Your reproduction of the entries should be exact and should contain no pictures.

§ **Material for this exercise**
········

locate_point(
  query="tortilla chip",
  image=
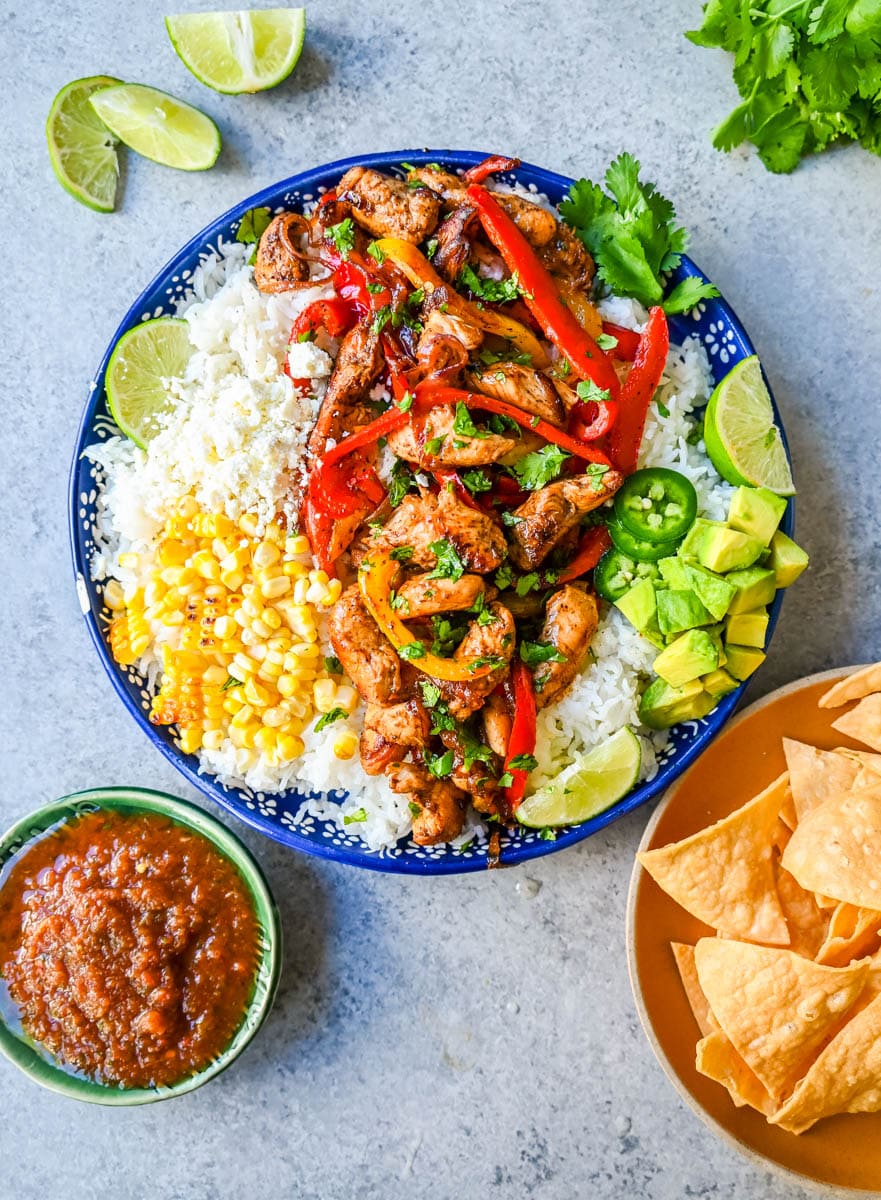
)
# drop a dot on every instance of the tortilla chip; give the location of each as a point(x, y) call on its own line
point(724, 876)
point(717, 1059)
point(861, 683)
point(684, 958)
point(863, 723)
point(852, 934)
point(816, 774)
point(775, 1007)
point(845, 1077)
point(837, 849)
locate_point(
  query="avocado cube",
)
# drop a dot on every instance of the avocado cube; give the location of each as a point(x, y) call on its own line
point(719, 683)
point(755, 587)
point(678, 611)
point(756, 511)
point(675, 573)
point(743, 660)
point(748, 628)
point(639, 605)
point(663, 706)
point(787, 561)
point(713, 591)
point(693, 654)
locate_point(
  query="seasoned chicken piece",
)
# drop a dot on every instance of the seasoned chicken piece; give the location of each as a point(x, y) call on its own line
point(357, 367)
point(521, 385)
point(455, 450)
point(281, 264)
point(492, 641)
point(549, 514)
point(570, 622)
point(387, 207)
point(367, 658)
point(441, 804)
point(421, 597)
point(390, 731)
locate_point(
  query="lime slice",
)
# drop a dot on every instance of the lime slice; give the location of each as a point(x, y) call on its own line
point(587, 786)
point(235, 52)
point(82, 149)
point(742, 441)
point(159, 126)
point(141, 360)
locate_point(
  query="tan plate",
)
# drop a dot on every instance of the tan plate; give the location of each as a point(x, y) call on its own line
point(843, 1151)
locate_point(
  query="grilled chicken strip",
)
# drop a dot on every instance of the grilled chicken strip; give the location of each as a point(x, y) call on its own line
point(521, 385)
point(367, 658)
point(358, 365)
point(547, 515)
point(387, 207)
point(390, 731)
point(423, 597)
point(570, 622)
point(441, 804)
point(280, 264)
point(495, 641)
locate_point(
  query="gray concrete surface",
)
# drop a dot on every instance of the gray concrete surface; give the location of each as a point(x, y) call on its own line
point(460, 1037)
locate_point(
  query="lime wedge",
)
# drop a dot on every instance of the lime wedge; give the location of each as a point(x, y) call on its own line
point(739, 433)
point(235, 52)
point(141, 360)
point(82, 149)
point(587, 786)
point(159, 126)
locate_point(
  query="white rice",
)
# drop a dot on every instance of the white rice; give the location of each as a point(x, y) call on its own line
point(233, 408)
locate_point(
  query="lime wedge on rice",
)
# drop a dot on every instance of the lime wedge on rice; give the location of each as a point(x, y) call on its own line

········

§ **Answer space**
locate_point(
  query="tortilla chip",
  image=
)
# drop a dot on every instance of the tortilla chip; give the location of each as a point(x, y) call on its own line
point(724, 876)
point(717, 1059)
point(861, 683)
point(684, 958)
point(863, 723)
point(852, 934)
point(816, 774)
point(775, 1007)
point(845, 1077)
point(837, 849)
locate_point(
  query="avocado cube",
)
# drop a dot on every instance of the avocado cube; give the location of each as a point(x, y) call on its own line
point(719, 683)
point(755, 587)
point(678, 611)
point(756, 511)
point(675, 573)
point(743, 660)
point(748, 628)
point(639, 605)
point(663, 706)
point(787, 561)
point(713, 591)
point(693, 654)
locate_point(
  query="seasoned chicken piece",
)
# drop a dot on every instance of the seasoned chicken piece; give the location of each as a point(x, y) call on its own line
point(357, 367)
point(521, 385)
point(455, 450)
point(281, 264)
point(492, 641)
point(549, 514)
point(570, 622)
point(387, 207)
point(367, 658)
point(441, 804)
point(421, 597)
point(390, 731)
locate_point(
  query="lime slice",
)
# drop a dot on every instance of the lime slice; give the location of each as a point(x, y) call on its own line
point(587, 786)
point(235, 52)
point(82, 149)
point(742, 441)
point(159, 126)
point(141, 360)
locate_point(
  query="tan plate",
)
# drop a dot on every instance of the tan plate; give the location of each as a point(x, y) call on its own line
point(843, 1151)
locate_point(
  query="grilled chicken strip",
)
# drop a dot on every instance of the grilled chicken strip; give the location of each as a point(x, y) call on its own line
point(521, 385)
point(367, 658)
point(358, 365)
point(547, 515)
point(387, 207)
point(390, 731)
point(423, 597)
point(570, 622)
point(441, 804)
point(280, 264)
point(495, 641)
locate_point(
  query="gray concrete surface",
)
# drop a dot on every instance of the gray concrete surface; give the location of each as a point(x, y) call on its own line
point(460, 1037)
locate_point(
  query="lime wedge",
)
# drop a dot on every instance of the lime wedge; give the location of each as a point(x, y) call on its own line
point(739, 433)
point(235, 52)
point(141, 360)
point(82, 149)
point(587, 786)
point(159, 126)
locate_point(
  query="white rice",
)
# drop a dot on every instance of the white rice; give the location of each as a point(x, y) call on its own line
point(233, 408)
locate_point(
  query="lime wedge on rice",
)
# drop a dot on every instance of the lime wedge on rice; give the location of each as a point(x, y) call on its own line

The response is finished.